• **REQUIREMENT 1**:
In the passage on spectra of silane- and siloxane-treated wood, why does the shift of the BAPTMDS bands at 2957, 2925, 2896, 2870 and 2795 cm−1 matter?
• **REQUIREMENT 2**:
Can you extend the passage on spectra of silane- and siloxane-treated wood, picking up after its closing sentence about Tables S1 and S2?

• **TEXT SHOWN**:
★ ★ ★ ★

APTES and AEAPTMS spectra present new identifiable bands (apart of those listed above for the other silane-treated samples) at 1645/1653, 1563/1568, 1385, 1347 and 1331/1323, and 1155/1152 cm−1.

The intensities of the spectral bands assigned to the silane component are well correlated with the WPG, higher values of WPG being reflected in higher intensities of the wood treated spectra.

The spectra of the samples treated with siloxanes are more complex and clearly indicate their presence in the wood. BAPTMDS spectrum shows bands at 2957, 2925, 2896, 2870 and 2795 cm−1. They are shifted to lower values comparing to control sample, indicating the strong presence of the CH2/CH3 groups from BAPTMDS. In the fingerprint region, the presence of BAPTMDS is indicated by increased intensity and shift to the higher wavenumber of the bands from 1666, 1336 cm−1, sharp and high-intensity band at 1256 cm−1, new doublet from 840/796 cm−1, and 1042 cm−1 overlapped with the bands for wood from 1053 and 1029 cm−1. New bands were identified at 1568, 1384, 1301, 1183, 1003 cm−1. For the BDEPPTMDS, new bands were identified at 1201, 1062, and 1334 cm−1. TPEGTMCTS spectrum presented particular bands at: 1353, 1196, 1142, 1103, and 1025 cm−1, while PEGHMTS spectrum present very high intensities between 3000–2700 cm−1, and bands at 1352, 1257 cm−1, triplet from 1119, 1081, 1041 cm−1, and at 842, 790 and 755 cm−1. BGPTMDS and BPEGTMDS spectra present similar bands with the other siloxane treated samples.

A complete list of band positions and their assignment belonging to main groups in the wood, as well as in the silane/siloxane-treated wood samples are presented in the Tables S1 and S2 (see Supplementary Information).

★ ★ ★ ★

• **INFORMATION SHOWN**:
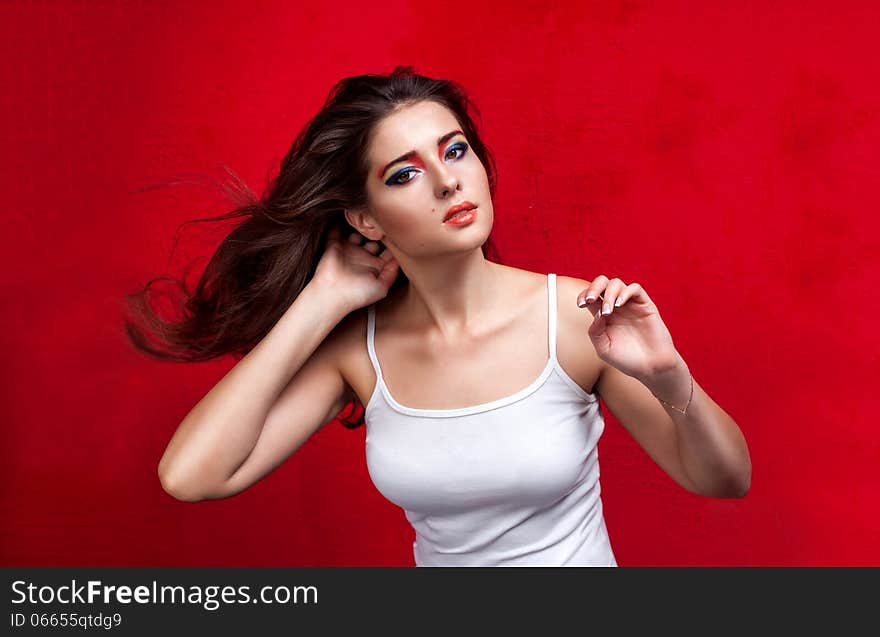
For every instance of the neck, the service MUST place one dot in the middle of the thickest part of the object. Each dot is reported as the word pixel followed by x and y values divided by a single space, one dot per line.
pixel 450 297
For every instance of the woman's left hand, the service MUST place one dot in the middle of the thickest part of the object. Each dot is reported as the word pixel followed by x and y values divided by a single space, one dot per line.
pixel 632 337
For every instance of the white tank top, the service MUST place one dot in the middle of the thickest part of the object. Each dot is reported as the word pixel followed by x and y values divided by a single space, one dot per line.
pixel 511 482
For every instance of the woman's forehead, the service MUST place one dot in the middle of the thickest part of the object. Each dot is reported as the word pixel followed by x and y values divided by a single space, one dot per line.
pixel 415 125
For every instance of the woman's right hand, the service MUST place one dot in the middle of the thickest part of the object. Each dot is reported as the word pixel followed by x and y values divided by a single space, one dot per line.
pixel 352 273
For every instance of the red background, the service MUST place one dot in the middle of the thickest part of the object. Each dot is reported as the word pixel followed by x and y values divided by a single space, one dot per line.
pixel 723 155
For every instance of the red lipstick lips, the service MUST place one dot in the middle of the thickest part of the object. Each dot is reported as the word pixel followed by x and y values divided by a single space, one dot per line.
pixel 464 205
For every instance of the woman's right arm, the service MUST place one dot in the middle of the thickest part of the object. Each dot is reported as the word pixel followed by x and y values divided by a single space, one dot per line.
pixel 285 389
pixel 206 455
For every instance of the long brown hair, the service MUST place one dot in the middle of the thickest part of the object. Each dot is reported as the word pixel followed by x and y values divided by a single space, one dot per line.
pixel 263 264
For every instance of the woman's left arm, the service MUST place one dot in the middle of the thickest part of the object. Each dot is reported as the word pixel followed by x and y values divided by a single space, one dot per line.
pixel 647 385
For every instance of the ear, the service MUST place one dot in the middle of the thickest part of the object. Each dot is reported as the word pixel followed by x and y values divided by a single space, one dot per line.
pixel 362 220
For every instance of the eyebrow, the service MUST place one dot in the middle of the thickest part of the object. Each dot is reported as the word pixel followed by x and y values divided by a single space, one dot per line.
pixel 412 153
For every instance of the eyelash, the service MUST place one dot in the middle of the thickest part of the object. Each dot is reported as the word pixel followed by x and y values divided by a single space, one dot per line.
pixel 394 180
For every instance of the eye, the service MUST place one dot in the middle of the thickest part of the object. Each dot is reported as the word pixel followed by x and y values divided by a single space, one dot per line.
pixel 397 176
pixel 459 146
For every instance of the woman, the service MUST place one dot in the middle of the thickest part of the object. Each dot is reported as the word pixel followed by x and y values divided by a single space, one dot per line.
pixel 480 381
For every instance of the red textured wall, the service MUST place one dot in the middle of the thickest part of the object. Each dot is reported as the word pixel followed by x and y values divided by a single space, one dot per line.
pixel 723 155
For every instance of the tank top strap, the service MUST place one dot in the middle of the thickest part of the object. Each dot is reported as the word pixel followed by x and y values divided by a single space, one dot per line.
pixel 551 314
pixel 371 347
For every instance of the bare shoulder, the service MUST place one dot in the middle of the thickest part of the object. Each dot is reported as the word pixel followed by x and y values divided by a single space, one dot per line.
pixel 574 349
pixel 349 350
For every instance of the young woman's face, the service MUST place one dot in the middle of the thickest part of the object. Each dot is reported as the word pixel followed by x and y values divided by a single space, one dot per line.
pixel 409 198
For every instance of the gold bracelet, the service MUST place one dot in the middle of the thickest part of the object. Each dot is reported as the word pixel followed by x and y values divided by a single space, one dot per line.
pixel 684 411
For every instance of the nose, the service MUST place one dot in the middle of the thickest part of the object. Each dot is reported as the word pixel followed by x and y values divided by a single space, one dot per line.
pixel 447 182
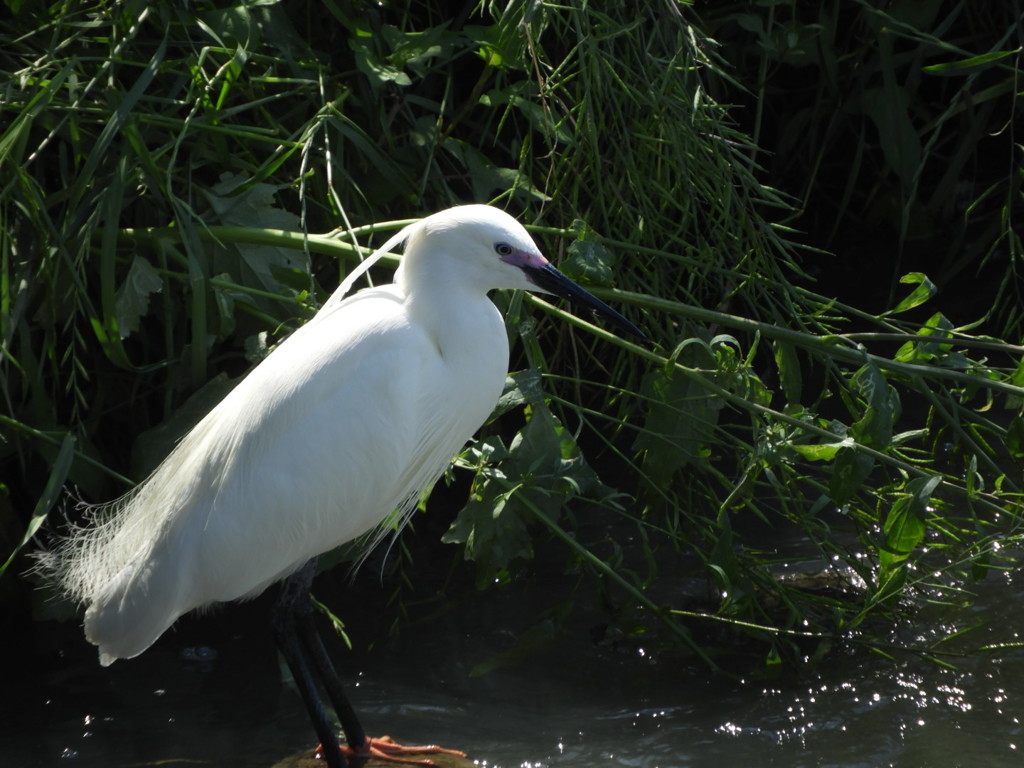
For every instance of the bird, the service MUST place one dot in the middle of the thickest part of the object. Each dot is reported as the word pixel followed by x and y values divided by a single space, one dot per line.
pixel 332 438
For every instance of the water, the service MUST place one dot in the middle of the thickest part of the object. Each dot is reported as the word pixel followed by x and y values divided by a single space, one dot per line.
pixel 210 693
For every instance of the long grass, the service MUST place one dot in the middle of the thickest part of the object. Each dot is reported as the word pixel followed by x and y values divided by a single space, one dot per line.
pixel 182 185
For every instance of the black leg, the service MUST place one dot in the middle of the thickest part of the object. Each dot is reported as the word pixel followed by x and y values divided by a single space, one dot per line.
pixel 354 734
pixel 298 641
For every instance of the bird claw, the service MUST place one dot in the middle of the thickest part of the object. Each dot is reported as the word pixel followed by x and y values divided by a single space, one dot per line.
pixel 387 750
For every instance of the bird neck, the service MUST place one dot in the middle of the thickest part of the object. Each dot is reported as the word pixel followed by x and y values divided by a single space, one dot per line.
pixel 457 314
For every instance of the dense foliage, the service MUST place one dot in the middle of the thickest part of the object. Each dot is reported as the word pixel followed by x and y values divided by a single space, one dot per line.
pixel 184 182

★ ★ ★ ★

• **ANSWER AREA 1**:
These bands are shifted to lower values than in the control sample. The passage takes this as a sign of the strong presence of CH2/CH3 groups from BAPTMDS.

• **ANSWER AREA 2**:
Organosilicon penetration into wood samples was also confirmed by SEM-EDX images with Si mapping on the cross-sections through the middle of the samples (see Figs. S27–S30 in Supplementary Information).

Dimensional stability

The applied treatment with organosilicons resulted in stabilisation of waterlogged wood dimensions. The post-treatment colouration and overall appearance of exemplary treated/untreated and air-dried samples are presented in Fig. 3. The results expressed as a volumetric shrinkage (Sv) of wood samples and anti-shrink efficiency (ASE) are presented in Table 1.

Figure 3

The overall appearance of the air-dried treated waterlogged elm samples and untreated wood – wet and air-dried (the dark stains on some specimens (MTMS, OTMS, BGPTMDS, BPGTMDS, control) occurred naturally in wood result from decay at the deposition site, not from the treatment applied).

Generally, wood treatment with chemicals with the smallest molecules (MTMS, BAPTMDS, MPTMS) resulted in a good dimensional stabilisation with Sv between 1 and 10% (for comparison – untreated samples shrunk by 52%), which may be explained by their ability to penetrate the cell wall thus enhancing its structure. For bigger molecules, the less stabilisation effect was observed, with Sv reaching 27% for wood treated with high-molecular TPEGTMCTS. However, the correlation between molecular weight (MW) of organosilicons and their stabilisation efficiency is not direct, and certain derogations from this rule are noticeable, which results from their specific chemical composition – the presence of particular reactive groups or the length of side chains (Fig. 1).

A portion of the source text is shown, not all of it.